Na unanimidade da mídia e das
cartas à Redação, condenando com
o vocabulário mais radical o uso e o
abuso dos cartões corporativos, o
meu texto poderia dar a impressão
de que minimizava o escândalo.
Bastaria uma leitura atenta (e inteligente) para compreender o que
quis dizer.
Dei o exemplo do desmonte do
morro do Castelo, aqui no Rio. Um
dos empreiteiros ganhou tanto dinheiro que comprou um castelo na
Espanha -e não foi molestado nem
pela imprensa nem pela Justiça. O
inquérito para apurar as bandalheiras resumiu-se em punir o pessoal
de baixo, que gastava muito lápis
nas anotações dos burros que levavam a terra do desmonte para jogar
na baía.
Umas pelas outras, as CPIs costumam terminar de dois modos: ou na
suculenta pizza que conhecemos,
ou botando a culpa em laranjas e lobistas que atuam nos bastidores.
Verdade que ninguém mais compra
castelos na Espanha. Mas os paraísos fiscais estão cheios de contas
cujos titulares secretos são ou foram autoridades no Brasil.

**Excertos do material**.

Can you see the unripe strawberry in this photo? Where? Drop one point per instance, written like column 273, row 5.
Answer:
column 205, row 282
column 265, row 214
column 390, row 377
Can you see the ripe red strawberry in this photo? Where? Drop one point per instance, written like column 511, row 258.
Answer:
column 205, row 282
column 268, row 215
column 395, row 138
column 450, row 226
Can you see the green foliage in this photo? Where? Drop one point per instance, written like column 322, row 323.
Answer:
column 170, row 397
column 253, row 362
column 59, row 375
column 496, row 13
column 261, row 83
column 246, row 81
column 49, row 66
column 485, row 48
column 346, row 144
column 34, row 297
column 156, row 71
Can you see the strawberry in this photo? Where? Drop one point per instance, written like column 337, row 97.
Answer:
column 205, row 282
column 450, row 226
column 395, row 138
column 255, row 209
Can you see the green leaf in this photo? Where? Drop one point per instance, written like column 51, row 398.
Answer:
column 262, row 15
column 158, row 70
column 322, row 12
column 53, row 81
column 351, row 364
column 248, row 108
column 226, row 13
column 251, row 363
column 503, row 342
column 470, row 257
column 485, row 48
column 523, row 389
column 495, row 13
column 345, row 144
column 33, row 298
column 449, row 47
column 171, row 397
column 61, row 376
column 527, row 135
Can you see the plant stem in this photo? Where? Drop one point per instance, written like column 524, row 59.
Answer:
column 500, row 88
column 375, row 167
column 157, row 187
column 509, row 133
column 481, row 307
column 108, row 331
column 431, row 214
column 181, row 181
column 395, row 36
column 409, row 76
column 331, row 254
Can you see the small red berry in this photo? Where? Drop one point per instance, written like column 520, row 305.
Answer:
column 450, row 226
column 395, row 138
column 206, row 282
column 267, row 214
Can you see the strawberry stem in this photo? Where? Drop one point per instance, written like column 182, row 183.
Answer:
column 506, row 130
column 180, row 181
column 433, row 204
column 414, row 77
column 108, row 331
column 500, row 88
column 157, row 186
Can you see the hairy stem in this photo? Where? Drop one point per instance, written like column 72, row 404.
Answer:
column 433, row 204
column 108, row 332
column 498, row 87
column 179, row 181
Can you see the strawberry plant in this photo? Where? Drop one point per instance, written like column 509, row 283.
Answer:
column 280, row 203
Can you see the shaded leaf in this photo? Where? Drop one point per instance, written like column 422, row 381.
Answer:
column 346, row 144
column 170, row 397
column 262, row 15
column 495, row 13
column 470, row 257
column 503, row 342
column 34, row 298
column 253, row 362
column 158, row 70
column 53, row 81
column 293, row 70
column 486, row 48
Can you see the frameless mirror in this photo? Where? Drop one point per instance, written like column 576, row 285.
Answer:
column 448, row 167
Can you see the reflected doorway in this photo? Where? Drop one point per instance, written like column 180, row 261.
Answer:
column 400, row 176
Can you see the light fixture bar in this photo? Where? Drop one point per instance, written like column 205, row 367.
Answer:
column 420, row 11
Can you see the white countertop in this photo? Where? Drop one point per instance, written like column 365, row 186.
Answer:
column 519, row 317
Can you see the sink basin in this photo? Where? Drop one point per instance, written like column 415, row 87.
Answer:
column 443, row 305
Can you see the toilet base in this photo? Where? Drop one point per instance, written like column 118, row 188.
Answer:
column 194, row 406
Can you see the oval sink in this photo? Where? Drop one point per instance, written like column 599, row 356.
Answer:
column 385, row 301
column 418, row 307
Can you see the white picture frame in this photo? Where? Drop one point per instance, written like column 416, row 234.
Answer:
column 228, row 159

**Tarefa a realizar**.
Reproduza sem alterações o trecho do texto sobre os cartões corporativos que vai de "Dei o exemplo" até "atuam nos bastidores.", inclusive.

**Resultado do exercício**.
Dei o exemplo do desmonte do
morro do Castelo, aqui no Rio. Um
dos empreiteiros ganhou tanto dinheiro que comprou um castelo na
Espanha -e não foi molestado nem
pela imprensa nem pela Justiça. O
inquérito para apurar as bandalheiras resumiu-se em punir o pessoal
de baixo, que gastava muito lápis
nas anotações dos burros que levavam a terra do desmonte para jogar
na baía.
Umas pelas outras, as CPIs costumam terminar de dois modos: ou na
suculenta pizza que conhecemos,
ou botando a culpa em laranjas e lobistas que atuam nos bastidores.